=== Excerpted text ===
────────────────────

Three Pro Tips for Increasing Hospice Awareness — and Utilization
By: Jessica Chew | December 19, 2019
In our latest Industry Trend Report, we continued to see hospice utilization hover around 50%. In addition, in a recent Consumer Assessment of Healthcare Providers and Systems survey, the number one complaint families reported on hospice was they wished their loved ones had entered hospice sooner.
At Trella Health, hospice awareness and education are especially important topics to us. We recently hosted a webinar where industry leaders discussed their strategies for promoting hospice education, best practices for working with referral sources — as well as new ideas and predictions for 2020. Here are 3 major takeaways!
Takeaway 1: Too many families still think of hospice as a death sentence
Social media, community outreach, and traditional advertising all play a role in reframing hospice from a death sentence to an earned benefit and compassionate alternative to institutional care.
Russ Krengel, President and CEO of Kindful Hospice, shared how Tulsa, OK, hospice Clarehouse is using a one-act play called “We Should Talk,” to educate the community about end-of-life options. “It’s a form of experiential marketing that’s proving very effective.”
Other suggestions from the panel included being active on social media (i.e. sharing thank-you notes on Facebook), investing in a strong web presence to reach consumers directly when they’re searching, and even traditional ad campaigns – which hospice providers haven’t typically used.
Takeaway 2: Physicians respond better to data than emotional appeals
In addition to the difficult nature of hospice conversations, the presenters agreed physicians are strapped for time and may not fully understand hospice eligibility criteria. Joe Mead, CEO at Careline Health Group, says that sharing Trella rehospitalization data has proven extremely effective in changing the conversation from philosophy to outcomes:
“They may ‘know’ that hospice election reduces rehospitalization and improves patient satisfaction — but when you show them their own data, then it’s not just guesswork. It’s ‘This is your data, and this is what Medicare sees when they see you.’”
Another suggestion from the experts included developing partnerships with teaching universities and schools to promote education around end-of-life care.
Takeaway 3: Partnerships are key to a continuum of care
Leigh Nunn, COO of Affinity Hospice, believes partnerships with skilled nursing, home health, and palliative care organizations can result in a seamless continuum of care with benefits for providers and patients alike. “I think the need for hospice care in collaboration with other programs is where we’ll see continued growth over the next year.”

────────────────────

=== Record excerpts ===

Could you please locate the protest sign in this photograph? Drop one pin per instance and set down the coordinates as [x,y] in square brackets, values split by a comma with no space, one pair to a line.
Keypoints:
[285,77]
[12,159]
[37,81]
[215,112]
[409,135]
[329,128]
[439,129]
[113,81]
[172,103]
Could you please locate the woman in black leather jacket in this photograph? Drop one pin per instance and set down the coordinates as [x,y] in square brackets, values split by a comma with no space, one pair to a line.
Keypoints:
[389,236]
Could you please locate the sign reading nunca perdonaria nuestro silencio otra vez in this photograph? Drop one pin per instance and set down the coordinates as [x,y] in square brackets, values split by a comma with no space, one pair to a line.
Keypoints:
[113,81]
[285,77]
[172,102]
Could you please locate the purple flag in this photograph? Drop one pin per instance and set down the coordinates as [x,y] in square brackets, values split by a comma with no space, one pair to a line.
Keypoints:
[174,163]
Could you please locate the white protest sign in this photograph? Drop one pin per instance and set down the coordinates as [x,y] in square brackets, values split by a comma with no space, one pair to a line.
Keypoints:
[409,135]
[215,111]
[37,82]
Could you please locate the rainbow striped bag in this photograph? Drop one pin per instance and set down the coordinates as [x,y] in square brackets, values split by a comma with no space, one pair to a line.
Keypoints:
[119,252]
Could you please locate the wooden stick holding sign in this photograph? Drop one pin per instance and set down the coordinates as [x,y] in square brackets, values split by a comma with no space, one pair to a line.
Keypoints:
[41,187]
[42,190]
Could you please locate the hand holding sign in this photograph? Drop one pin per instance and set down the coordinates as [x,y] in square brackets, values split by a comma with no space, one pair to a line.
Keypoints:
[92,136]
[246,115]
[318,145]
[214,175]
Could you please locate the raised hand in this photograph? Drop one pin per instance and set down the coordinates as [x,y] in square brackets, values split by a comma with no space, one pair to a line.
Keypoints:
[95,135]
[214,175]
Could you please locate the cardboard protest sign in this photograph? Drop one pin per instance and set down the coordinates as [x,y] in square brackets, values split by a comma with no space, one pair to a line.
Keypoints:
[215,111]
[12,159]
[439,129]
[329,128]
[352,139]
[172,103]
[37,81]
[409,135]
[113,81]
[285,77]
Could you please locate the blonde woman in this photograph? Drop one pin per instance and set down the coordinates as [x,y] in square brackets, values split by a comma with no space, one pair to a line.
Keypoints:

────────────────────

=== Required work ===
1 - Reproduce the hospice awareness article starting with "At Trella Health, hospice" and going on through "3 major takeaways!", swapping "webinar" for "virtual event".
2 - Answer these from the hospice awareness article:
(a) What is the name of the one-act play Clarehouse uses to educate the community?
(b) Who is CEO at Careline Health Group?
(c) What position does Leigh Nunn hold, and at which organization?

=== Solution list ===
1 -
At Trella Health, hospice awareness and education are especially important topics to us. We recently hosted a virtual event where industry leaders discussed their strategies for promoting hospice education, best practices for working with referral sources — as well as new ideas and predictions for 2020. Here are 3 major takeaways!

2 -
(a) "We Should Talk"
(b) Joe Mead
(c) COO of Affinity Hospice